= TASK REQUIREMENTS =
From the material below, copy exactly the lines beginning with the one that contains "Query: glowing light" and ending with the one that contains "pixel 383 255"; the pictures stay out.

++++++++++

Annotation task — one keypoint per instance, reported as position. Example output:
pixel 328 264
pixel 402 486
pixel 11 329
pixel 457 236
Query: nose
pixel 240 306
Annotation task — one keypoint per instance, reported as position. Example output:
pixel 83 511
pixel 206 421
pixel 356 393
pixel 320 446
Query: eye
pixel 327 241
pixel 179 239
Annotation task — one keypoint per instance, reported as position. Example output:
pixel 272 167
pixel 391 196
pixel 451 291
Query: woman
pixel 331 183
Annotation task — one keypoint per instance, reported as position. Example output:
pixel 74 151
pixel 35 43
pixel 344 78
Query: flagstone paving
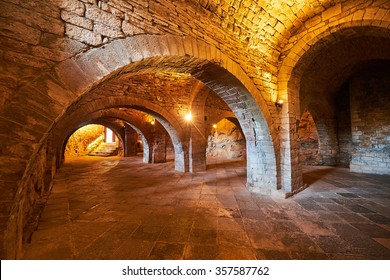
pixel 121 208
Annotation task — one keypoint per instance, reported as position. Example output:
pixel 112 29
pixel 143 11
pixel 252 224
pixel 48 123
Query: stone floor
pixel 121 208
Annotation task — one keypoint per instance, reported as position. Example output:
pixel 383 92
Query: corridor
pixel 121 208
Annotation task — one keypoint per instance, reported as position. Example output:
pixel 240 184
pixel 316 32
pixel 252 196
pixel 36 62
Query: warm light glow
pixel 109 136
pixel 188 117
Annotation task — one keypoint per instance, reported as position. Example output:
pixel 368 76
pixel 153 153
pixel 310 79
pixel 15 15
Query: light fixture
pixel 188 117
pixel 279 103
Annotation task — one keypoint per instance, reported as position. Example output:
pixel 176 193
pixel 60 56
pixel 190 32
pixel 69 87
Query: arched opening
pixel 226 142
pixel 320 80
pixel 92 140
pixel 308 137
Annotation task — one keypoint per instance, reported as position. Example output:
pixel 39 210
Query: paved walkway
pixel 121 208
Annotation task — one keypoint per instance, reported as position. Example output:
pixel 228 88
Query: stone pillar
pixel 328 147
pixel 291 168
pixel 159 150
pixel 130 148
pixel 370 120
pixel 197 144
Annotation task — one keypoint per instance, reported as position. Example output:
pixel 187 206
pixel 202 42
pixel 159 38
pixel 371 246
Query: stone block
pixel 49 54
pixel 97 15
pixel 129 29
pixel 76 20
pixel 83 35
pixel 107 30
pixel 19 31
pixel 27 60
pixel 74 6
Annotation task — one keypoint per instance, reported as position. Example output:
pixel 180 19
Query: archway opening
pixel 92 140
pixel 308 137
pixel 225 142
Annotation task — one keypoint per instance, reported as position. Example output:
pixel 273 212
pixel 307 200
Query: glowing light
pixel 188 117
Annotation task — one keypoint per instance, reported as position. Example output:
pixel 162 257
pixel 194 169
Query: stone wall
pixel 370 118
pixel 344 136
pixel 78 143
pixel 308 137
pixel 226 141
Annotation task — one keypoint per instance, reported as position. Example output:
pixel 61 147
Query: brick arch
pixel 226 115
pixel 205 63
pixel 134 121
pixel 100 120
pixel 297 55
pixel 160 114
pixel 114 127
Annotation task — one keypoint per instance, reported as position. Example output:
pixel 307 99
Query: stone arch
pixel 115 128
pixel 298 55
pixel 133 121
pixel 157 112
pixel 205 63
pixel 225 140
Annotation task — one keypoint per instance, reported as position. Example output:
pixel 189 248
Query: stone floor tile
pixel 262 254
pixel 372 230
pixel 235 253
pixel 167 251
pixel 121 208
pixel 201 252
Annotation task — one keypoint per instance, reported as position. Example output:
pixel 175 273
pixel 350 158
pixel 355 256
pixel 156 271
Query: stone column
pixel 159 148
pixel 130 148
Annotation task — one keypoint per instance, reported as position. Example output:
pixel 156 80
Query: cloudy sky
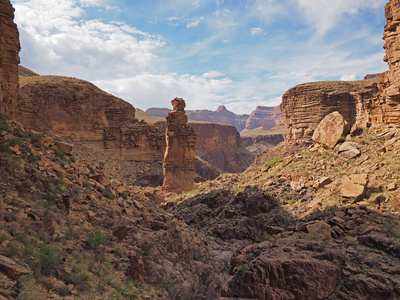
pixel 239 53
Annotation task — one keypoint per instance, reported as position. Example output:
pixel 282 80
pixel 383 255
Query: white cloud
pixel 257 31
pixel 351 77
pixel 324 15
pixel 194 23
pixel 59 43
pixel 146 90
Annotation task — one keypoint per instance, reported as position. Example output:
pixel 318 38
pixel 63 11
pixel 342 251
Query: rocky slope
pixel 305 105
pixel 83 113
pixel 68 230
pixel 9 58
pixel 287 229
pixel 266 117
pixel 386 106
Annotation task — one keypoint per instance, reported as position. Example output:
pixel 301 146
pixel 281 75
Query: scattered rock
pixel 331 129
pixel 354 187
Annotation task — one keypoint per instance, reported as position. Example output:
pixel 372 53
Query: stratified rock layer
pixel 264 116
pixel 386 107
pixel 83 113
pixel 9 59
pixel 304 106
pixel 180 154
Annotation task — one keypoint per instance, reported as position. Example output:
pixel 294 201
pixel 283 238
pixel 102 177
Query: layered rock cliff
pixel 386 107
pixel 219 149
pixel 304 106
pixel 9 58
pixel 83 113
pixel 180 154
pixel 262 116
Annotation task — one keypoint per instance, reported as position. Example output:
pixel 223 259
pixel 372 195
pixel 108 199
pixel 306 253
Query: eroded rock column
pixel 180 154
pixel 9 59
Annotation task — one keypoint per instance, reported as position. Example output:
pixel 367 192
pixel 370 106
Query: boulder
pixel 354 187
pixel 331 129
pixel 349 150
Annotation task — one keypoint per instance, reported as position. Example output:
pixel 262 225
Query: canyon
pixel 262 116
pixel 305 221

++++++++++

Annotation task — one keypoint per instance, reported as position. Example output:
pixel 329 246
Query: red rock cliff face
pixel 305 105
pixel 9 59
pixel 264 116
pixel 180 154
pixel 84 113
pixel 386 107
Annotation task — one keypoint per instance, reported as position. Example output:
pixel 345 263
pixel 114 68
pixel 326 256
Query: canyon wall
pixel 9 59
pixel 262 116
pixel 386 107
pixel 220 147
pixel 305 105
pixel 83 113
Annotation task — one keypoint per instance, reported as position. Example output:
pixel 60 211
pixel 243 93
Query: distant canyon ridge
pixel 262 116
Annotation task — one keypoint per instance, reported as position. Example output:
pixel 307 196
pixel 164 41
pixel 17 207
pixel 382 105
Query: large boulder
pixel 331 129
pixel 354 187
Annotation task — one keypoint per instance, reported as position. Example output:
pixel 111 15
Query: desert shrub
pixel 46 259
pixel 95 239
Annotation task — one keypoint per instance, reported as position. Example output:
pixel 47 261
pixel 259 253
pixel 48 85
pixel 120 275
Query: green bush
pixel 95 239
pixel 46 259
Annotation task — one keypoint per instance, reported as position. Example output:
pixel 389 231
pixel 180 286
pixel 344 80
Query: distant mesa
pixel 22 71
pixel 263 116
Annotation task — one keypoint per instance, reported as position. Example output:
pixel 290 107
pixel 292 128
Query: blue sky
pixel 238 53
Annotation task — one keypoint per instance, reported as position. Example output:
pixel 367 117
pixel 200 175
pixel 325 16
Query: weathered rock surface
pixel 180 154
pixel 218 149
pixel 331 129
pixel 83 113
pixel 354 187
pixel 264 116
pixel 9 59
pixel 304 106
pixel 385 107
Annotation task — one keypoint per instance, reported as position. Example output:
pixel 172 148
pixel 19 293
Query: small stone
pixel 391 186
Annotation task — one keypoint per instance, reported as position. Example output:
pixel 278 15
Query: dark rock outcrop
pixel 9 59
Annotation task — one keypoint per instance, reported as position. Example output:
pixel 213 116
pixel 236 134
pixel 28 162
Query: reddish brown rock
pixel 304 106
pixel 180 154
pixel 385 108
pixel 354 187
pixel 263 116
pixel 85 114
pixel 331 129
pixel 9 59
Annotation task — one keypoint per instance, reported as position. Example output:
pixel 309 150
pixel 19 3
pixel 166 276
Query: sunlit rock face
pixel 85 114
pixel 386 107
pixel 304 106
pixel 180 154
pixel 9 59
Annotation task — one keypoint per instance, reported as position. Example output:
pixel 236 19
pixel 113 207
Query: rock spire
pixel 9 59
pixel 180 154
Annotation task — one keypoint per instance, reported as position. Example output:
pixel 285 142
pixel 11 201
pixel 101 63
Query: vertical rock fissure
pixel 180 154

++++++++++

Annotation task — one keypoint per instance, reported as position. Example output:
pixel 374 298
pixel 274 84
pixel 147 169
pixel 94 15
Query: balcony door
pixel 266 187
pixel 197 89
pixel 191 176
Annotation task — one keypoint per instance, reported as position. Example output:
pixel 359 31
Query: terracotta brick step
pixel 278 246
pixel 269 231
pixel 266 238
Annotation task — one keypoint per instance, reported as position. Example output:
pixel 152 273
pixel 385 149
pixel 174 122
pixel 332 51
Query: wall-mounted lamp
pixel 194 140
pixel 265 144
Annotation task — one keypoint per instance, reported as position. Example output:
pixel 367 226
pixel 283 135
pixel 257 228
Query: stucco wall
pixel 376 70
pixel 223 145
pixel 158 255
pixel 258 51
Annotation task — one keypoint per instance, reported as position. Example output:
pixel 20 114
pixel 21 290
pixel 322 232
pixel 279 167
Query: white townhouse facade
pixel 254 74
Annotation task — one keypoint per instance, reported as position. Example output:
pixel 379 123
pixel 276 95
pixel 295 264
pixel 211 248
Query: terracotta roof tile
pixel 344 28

++++++++++

= YOUR RESPONSE =
Query: glowing light
pixel 188 117
Annotation task — one keypoint per instance, reported as position. Example output:
pixel 162 257
pixel 194 169
Query: stone wall
pixel 370 118
pixel 344 136
pixel 78 143
pixel 308 137
pixel 226 141
Annotation task — one keypoint per instance, reported as position. Example output:
pixel 61 147
Query: brick arch
pixel 226 115
pixel 205 63
pixel 134 121
pixel 100 120
pixel 297 55
pixel 160 114
pixel 114 127
Annotation task — one keypoint per instance, reported as position. Example output:
pixel 307 99
Query: stone arch
pixel 115 128
pixel 298 55
pixel 133 121
pixel 157 112
pixel 205 63
pixel 225 140
Annotation task — one keypoint per instance, reported as position. Example output:
pixel 189 248
Query: stone floor tile
pixel 262 254
pixel 372 230
pixel 235 253
pixel 167 251
pixel 121 208
pixel 201 252
Annotation task — one keypoint per instance, reported as position. Example output:
pixel 175 273
pixel 350 158
pixel 355 256
pixel 156 271
Query: stone column
pixel 159 148
pixel 130 148
Annotation task — one keypoint per instance, reported as position. Example output:
pixel 156 80
Query: cloudy sky
pixel 239 53
Annotation task — one keypoint per instance, reported as position. Example output:
pixel 282 80
pixel 383 255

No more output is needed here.